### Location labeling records
▼▼▼

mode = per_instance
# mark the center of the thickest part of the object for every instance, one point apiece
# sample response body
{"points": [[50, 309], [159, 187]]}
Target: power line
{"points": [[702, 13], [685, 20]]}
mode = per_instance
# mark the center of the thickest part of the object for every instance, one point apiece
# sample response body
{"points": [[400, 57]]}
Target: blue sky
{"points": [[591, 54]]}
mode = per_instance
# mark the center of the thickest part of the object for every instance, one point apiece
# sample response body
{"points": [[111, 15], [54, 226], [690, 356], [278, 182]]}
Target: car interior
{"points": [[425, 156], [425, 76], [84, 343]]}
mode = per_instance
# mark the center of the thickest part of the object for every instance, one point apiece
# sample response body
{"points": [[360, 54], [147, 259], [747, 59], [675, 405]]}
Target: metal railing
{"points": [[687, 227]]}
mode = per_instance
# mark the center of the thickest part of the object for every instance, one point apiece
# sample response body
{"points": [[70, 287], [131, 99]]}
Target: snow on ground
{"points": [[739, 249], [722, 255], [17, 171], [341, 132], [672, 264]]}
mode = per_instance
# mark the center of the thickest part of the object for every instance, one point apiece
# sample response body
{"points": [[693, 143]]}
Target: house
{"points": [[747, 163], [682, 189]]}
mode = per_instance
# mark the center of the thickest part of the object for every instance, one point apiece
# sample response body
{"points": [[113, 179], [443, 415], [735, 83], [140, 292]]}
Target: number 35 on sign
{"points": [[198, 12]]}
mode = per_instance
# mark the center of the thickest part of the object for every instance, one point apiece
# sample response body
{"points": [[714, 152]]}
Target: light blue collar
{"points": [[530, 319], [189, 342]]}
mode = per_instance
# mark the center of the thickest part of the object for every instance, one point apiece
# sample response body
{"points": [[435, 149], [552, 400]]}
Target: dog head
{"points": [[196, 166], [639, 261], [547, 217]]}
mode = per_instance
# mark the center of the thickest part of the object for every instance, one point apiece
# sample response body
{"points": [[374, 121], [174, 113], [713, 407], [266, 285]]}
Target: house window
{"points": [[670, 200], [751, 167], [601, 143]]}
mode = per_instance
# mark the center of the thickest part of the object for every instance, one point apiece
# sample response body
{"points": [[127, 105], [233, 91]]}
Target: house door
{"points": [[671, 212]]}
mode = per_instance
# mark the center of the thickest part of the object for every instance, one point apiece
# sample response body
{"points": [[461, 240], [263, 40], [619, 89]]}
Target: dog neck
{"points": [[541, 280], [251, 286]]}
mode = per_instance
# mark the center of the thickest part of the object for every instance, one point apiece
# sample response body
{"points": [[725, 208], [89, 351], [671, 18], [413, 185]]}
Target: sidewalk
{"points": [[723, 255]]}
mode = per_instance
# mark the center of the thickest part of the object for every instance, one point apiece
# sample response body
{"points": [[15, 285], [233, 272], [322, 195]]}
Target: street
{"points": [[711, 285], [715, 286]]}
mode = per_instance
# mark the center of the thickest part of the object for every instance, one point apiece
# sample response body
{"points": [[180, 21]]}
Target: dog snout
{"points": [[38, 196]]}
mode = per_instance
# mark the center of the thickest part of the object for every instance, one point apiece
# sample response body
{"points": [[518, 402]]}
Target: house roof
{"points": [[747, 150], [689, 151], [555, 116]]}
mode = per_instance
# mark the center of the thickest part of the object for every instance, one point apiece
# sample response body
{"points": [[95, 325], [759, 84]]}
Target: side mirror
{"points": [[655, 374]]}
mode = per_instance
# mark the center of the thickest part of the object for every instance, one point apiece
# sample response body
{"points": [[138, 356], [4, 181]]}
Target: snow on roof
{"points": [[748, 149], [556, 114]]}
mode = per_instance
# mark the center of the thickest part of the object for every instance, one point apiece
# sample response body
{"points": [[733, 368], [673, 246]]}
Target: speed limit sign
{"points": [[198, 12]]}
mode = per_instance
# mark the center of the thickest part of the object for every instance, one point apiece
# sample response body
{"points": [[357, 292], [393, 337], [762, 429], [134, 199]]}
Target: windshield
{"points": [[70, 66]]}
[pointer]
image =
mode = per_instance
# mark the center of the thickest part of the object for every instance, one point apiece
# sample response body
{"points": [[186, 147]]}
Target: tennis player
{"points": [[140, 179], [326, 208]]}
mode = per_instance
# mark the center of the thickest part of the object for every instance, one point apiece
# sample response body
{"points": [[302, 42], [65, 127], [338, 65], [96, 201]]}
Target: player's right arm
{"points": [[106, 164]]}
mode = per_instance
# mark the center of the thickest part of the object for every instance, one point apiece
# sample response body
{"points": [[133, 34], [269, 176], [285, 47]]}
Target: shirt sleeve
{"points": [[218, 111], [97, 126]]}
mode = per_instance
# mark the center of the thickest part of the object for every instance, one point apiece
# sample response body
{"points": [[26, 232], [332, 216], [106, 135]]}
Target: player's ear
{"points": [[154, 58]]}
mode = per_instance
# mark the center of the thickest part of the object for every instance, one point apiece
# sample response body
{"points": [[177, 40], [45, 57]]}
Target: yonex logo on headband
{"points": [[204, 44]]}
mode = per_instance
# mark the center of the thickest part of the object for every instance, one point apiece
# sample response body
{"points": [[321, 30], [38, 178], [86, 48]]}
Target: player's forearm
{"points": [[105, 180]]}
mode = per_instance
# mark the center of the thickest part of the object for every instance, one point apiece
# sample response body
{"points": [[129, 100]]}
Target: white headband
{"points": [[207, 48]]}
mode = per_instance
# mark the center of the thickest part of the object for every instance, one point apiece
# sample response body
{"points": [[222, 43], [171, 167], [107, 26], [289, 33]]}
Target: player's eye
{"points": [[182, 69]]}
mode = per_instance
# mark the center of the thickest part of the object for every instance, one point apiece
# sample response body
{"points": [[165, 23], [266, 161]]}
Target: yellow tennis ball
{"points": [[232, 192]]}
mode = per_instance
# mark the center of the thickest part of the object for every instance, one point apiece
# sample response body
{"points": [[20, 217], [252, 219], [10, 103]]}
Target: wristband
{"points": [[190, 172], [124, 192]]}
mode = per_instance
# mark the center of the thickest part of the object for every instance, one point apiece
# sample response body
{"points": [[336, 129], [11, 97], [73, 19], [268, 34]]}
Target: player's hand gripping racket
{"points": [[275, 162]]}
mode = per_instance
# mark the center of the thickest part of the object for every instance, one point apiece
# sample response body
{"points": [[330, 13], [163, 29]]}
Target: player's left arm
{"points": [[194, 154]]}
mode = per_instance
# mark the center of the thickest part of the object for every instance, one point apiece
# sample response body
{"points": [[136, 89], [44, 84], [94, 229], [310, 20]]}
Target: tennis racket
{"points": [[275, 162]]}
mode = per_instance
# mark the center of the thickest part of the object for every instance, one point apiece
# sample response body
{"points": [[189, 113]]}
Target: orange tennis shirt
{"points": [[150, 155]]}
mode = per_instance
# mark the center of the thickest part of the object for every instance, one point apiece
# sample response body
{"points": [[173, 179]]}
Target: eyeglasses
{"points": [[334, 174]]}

▲▲▲

Please count the lines of the listing above that contain the string "shirt", and reply with the number alone.

2